Задание A:
Установите, соответствуют ли очерку о генерале Келлере следующие утверждения: (i) Федор Келлер воспитывался в приготовительном пансионе Николаевского кавалерийского училища; (ii) в Боснии лютовали горцы-черкесы; (iii) благословение на борьбу с большевиками Келлер получил от Патриарха Тихона. Для каждого утверждения ответьте «да» или «нет» и приведите решающие слова очерка дословной цитатой.
Задание B:
Замените в очерке о генерале Келлере «башибузуки» на «янычары» и приведите полученный фрагмент начиная со слов «Турецкий султан отправил» вплоть до слов «на Балканы добровольцев.» включительно.

Фрагмент источника:
Предлагаем вниманию материал питерского историка Михаила Фомина, посвященный началу ратного пути известного генерала.
Скачи, лети стрелой
Во время Великой войны о русском генерале Федоре Артуровиче Келлере говорили как о лучшем кавалерийском военачальнике эпохи. Те, кто сражался рядом с ним, навсегда запомнили богатырскую фигуру трехаршинного роста в волчьей папахе и в казачьем чекмене, появлявшуюся перед конными полками на громадном коне и с развевающимся значком. Имя его, царского любимца, произносилось с восхищением и в войну, и после. Православный христианин, он и в смутные дни 1917 года сохранил истинную верность Государю Николаю II, а позже получил благословение от Патриарха Тихона на борьбу с безбожниками-большевиками. Подвигом была и его жизнь, и его смерть. Начинался же боевой путь прославленного полководца за сорок лет до упомянутых событий, в ту далекую пору, когда Русская армия перешагнула Дунай, чтобы протянуть руку помощи единоверным братьям...
Двинувшийся по примеру отца по военной линии (представители русской ветви графов Келлеров традиционно занимали высокие посты на Государевой военной и дипломатической службе), юный Федор Келлер воспитывался в приготовительном пансионе Николаевского кавалерийского училища, когда в Россию пришли известия о грозе, разразившейся над Балканами. Там претерпевали мучения за христианскую веру боснийские сербы и болгары, находившиеся под турецким владычеством и угнетаемые магометанами. В Болгарии бесновались горцы-черкесы, бежавшие туда от русского оружия с Кавказа; привыкшие повсюду жить разбоем, они обирали крестьян, насиловали женщин, угоняли в рабство молодежь. В Боснии лютовали албанцы-арнауты. Но вот пришел день, когда в славянских землях поднялось знамя восстания и прозвучал призыв: "С верою в Бога - свобода или смерть!"
Турецкий султан отправил против непокорного народа свои войска, производившие истребления тысячами и десятками тысяч. Из отрубленных голов строились высокие башни. Привозимые в Россию болгарские сироты рассказывали своим избавителям о страшных, изощренных злодеяниях, творимых в родных селениях. Едва уцелевшие, они вспоминали о том, как перед посаженными на колья детьми черкесы живьем сдирали кожу с их родителей, как на глазах поруганных матерей солдаты в красных фесках подбрасывали и ловили на штык младенцев, как гордились иные башибузуки особенным умением - для потехи разорвать голыми руками пополам схваченного за ножки грудного ребенка. Боль единоверцев нашла отклик в русских сердцах: в городах и деревнях собирали пожертвования в помощь истязаемым братьям, вся огромная страна провожала отъезжавших на Балканы добровольцев.

Исходные данные:
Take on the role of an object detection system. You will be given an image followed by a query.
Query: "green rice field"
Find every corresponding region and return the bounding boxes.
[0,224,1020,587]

Правильный ответ A:
(i) Да: «юный Федор Келлер воспитывался в приготовительном пансионе Николаевского кавалерийского училища».
(ii) Нет: «В Боснии лютовали албанцы-арнауты».
(iii) Да: «получил благословение от Патриарха Тихона на борьбу с безбожниками-большевиками».

Правильный ответ B:
Турецкий султан отправил против непокорного народа свои войска, производившие истребления тысячами и десятками тысяч. Из отрубленных голов строились высокие башни. Привозимые в Россию болгарские сироты рассказывали своим избавителям о страшных, изощренных злодеяниях, творимых в родных селениях. Едва уцелевшие, они вспоминали о том, как перед посаженными на колья детьми черкесы живьем сдирали кожу с их родителей, как на глазах поруганных матерей солдаты в красных фесках подбрасывали и ловили на штык младенцев, как гордились иные янычары особенным умением - для потехи разорвать голыми руками пополам схваченного за ножки грудного ребенка. Боль единоверцев нашла отклик в русских сердцах: в городах и деревнях собирали пожертвования в помощь истязаемым братьям, вся огромная страна провожала отъезжавших на Балканы добровольцев.